DATA EXCERPTS START

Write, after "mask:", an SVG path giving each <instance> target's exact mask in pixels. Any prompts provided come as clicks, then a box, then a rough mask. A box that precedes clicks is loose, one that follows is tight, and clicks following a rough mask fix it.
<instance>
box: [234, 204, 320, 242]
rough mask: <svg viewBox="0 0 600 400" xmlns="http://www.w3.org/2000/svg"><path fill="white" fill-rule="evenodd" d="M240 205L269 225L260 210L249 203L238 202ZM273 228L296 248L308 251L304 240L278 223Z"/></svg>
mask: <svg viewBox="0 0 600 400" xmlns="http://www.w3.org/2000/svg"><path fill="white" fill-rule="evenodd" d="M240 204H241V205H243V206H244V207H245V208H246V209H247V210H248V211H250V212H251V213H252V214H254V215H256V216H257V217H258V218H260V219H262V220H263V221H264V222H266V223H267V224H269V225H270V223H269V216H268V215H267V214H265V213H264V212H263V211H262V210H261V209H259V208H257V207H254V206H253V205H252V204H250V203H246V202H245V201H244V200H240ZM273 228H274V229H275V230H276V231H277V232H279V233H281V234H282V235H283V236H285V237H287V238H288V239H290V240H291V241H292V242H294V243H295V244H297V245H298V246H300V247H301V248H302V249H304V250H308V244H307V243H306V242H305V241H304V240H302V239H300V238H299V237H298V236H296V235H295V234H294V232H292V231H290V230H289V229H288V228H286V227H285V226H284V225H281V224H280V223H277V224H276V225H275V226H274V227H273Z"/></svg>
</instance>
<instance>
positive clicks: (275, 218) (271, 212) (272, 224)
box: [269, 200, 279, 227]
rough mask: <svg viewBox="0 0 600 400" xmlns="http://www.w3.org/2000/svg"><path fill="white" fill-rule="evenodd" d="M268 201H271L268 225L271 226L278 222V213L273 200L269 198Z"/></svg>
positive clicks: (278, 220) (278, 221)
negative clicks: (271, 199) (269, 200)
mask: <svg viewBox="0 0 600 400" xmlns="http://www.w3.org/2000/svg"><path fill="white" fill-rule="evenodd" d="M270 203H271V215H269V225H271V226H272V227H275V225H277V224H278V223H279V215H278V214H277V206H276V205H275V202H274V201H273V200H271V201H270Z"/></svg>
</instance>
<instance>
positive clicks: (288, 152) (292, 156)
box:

DATA EXCERPTS END

> **JOB ITEM**: Copy out everything in the records above, from the very beginning down to the line containing "205L269 225L260 210L249", with both ends included. Keep every character of those lines unchanged.

> **TASK ANSWER**:
Write, after "mask:", an SVG path giving each <instance> target's exact mask in pixels. Any prompts provided come as clicks, then a box, then a rough mask. A box that precedes clicks is loose, one that follows is tight, and clicks following a rough mask fix it.
<instance>
box: [234, 204, 320, 242]
rough mask: <svg viewBox="0 0 600 400" xmlns="http://www.w3.org/2000/svg"><path fill="white" fill-rule="evenodd" d="M240 205L269 225L260 210L249 203L238 202ZM273 228L296 248L308 251L304 240L278 223Z"/></svg>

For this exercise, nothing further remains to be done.